- Aim of the exercise: Write out, word for word, every line from the one where "target | person pushing bicycle" occurs to the final line of the entries, and nothing beyond them.

(Data under study begins)

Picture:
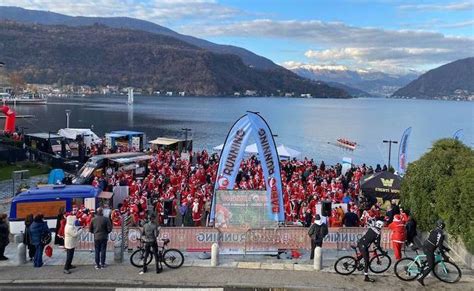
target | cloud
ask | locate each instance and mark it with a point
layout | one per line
(335, 41)
(153, 10)
(455, 6)
(469, 23)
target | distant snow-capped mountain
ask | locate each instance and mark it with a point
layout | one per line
(374, 82)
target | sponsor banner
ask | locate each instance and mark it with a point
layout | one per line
(239, 240)
(270, 162)
(231, 156)
(242, 208)
(402, 152)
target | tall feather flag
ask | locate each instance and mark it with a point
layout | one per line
(402, 152)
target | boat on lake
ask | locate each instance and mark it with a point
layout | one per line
(30, 99)
(347, 143)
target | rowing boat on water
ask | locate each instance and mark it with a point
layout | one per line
(346, 143)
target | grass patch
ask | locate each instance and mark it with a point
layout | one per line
(35, 169)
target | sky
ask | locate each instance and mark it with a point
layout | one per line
(384, 35)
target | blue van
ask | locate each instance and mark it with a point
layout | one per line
(48, 200)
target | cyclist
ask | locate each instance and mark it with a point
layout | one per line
(150, 233)
(372, 236)
(435, 240)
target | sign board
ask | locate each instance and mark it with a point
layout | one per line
(49, 209)
(242, 208)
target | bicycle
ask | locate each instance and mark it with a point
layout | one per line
(408, 269)
(378, 263)
(172, 258)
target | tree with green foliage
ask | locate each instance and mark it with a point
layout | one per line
(441, 185)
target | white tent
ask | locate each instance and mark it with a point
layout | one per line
(219, 147)
(89, 136)
(287, 153)
(251, 149)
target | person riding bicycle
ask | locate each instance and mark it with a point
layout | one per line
(150, 233)
(435, 241)
(371, 236)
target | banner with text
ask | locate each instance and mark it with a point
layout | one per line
(402, 152)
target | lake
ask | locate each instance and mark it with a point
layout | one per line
(309, 125)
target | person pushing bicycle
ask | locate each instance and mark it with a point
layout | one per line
(372, 236)
(435, 241)
(150, 233)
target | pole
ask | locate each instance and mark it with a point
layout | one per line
(67, 117)
(186, 137)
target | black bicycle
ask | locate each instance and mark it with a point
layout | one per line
(378, 263)
(172, 258)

(Data under study ends)

- Result:
target | person pushing bicycle
ask | locate each instance and mark it with a point
layout | one per line
(372, 236)
(435, 241)
(150, 233)
target | pole
ask | locate each instance and mark it with a point
layout | one per line
(67, 117)
(186, 137)
target | black bicycle
ask | locate each instance and mark it with a point
layout | one per line
(378, 263)
(172, 258)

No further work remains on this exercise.